> _READING PASSAGE_
* * * * * * *
Dispelling 10 Myths about Creative Writing

You hear a lot of potentially damaging misconceptions about writing. Here are ten common myths and a toss toward where they belong – in the waste bin. Don’t let them get in the way of your creativity!

Wait for inspiration before you begin

If you have to wait for inspiration before you sit down to write, you’ll probably be waiting for a long, long time. If you put off beginning until that day when the muse descends and fills you with a burning desire to put pen to paper to let the words pour forth – well, those days are very rare in a writer’s life.

Thomas Edison wrote in the September 1932 edition of Harper’s Monthly that ‘Genius is one per cent inspiration, ninety-nine per cent perspiration’ – in other words, success is almost entirely down to hard work. If you think of your writing as a task that has to be done, you’re much more likely to get to your desk and start.

Even if you do feel that itch to write, inspiration can fade away as soon as you’re confronted with the blank page or screen! For most writers, writing is a question of sitting down at the desk or in a café and just getting some words on the page. Do this regularly, several times a week, and you’ll make progress. Don’t wait to be inspired – just write.

You need to be born with the talent

Some people believe that writers are born, not made. Writers may be mostly people who love books and read a lot. They start out more confidently and assuredly than other people who start to write, simply because they’ve already learnt a lot about creative writing from all their reading.

It's possible that everybody can become a writer if they work hard enough at it. That means reading a lot and writing a lot, and being prepared to develop the necessary techniques that writers use. The process may take years, but if you persevere, you’ll end up a good writer.

Writing is always fun

Writing can be fun or enjoyable – sometimes. At other times, it’s sheer hard work. The more serious you are about your writing, the less likely it is to seem like fun. Developing a piece of writing requires an enormous amount of effort and concentration.

When you’re truly absorbed in your writing, however, you can experience that buzz of creativity of being ‘in the zone’. Psychologists call this mental state flow – when you’re fully immersed in a task and feel a sense of energy, focus and complete involvement. You lose all sense of time and space outside the activity of writing. In this state, you lose all sense of self-consciousness – and you usually lose that critical voice in your head as well that tells you you’re no good!

You can only write what you know

If writers only wrote about what they knew already, half the books in the world wouldn’t exist! Many writers are driven to write precisely because they don’t know about or understand something, and they want to find out. Many books start with a ‘what if’ question: what would happen if this or that happened? The book is written to explore that question and find the answer.

You’d find writing only what you know about incredibly restrictive. Ultimately, yes, you have to understand a subject in order to write about it well, but that understanding often comes much later. Many writers research extensively before and while writing in order to fill the gaps in their knowledge.
* * * * * * *
> _WHAT THIS EXERCISE ASKS_
1 > According to the article on creative writing myths, where did Thomas Edison write that genius is one per cent inspiration?
2 > Reproduce everything in the article on creative writing myths from "If you have" down to "a writer’s life.".
3 > List each myth that the article on creative writing myths gives as a section heading.
The entries that follow are separate material, not part of the article on creative writing myths.
* * * * * * *
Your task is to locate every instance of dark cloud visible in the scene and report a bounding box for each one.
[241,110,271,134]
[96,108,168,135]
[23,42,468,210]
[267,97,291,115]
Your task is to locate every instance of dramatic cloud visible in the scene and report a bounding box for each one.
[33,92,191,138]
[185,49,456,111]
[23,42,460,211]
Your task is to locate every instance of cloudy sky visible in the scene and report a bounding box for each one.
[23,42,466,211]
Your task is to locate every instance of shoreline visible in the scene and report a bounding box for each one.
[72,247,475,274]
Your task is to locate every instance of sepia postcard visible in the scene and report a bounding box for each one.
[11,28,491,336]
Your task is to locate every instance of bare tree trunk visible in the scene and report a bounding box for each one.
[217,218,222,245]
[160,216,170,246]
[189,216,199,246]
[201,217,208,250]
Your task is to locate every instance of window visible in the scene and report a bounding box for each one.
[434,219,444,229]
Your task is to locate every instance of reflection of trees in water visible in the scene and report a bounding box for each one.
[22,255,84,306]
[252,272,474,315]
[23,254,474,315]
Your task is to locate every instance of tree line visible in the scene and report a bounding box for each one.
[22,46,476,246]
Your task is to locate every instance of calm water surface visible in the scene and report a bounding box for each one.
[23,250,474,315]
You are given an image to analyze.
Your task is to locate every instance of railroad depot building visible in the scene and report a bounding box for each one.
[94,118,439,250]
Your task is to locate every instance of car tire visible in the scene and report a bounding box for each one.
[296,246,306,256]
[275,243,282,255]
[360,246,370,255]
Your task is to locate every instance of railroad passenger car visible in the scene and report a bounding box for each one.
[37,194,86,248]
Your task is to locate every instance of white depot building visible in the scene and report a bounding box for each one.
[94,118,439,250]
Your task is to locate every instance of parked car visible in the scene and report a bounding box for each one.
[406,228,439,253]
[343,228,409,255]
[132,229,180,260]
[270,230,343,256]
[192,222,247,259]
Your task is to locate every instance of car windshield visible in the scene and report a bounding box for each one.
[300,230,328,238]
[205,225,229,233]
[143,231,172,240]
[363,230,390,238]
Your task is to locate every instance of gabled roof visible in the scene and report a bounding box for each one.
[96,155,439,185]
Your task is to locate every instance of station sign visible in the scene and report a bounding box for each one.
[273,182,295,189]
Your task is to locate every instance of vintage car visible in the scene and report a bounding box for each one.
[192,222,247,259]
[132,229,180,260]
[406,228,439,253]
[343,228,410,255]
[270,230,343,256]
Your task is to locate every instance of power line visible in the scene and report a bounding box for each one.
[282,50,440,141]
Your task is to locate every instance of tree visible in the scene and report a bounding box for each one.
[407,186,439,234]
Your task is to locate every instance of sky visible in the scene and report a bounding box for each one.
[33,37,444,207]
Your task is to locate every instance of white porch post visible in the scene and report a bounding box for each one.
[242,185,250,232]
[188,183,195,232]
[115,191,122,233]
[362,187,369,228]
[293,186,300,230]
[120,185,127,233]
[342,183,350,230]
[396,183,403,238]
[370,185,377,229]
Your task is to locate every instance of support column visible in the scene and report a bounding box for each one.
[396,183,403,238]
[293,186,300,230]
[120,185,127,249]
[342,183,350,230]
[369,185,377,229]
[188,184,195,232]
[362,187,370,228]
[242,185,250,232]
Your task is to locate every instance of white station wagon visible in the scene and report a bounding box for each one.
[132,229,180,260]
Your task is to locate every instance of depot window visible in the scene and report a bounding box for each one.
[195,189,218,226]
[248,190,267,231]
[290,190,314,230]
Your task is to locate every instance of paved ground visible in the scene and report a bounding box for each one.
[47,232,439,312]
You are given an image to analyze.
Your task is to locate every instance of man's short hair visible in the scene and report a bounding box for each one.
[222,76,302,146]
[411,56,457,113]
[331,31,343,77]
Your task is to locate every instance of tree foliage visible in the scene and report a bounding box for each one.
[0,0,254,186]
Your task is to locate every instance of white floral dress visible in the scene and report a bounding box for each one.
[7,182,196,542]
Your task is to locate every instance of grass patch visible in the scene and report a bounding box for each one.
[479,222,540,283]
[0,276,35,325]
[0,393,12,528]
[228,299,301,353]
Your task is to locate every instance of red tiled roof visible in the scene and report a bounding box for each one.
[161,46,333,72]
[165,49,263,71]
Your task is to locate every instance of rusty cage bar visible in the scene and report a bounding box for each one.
* * * * * * *
> _EXPECTED RESPONSES_
1 > In the September 1932 edition of Harper's Monthly.

2 >
If you have to wait for inspiration before you sit down to write, you’ll probably be waiting for a long, long time. If you put off beginning until that day when the muse descends and fills you with a burning desire to put pen to paper to let the words pour forth – well, those days are very rare in a writer’s life.

3 >
- Wait for inspiration before you begin
- You need to be born with the talent
- Writing is always fun
- You can only write what you know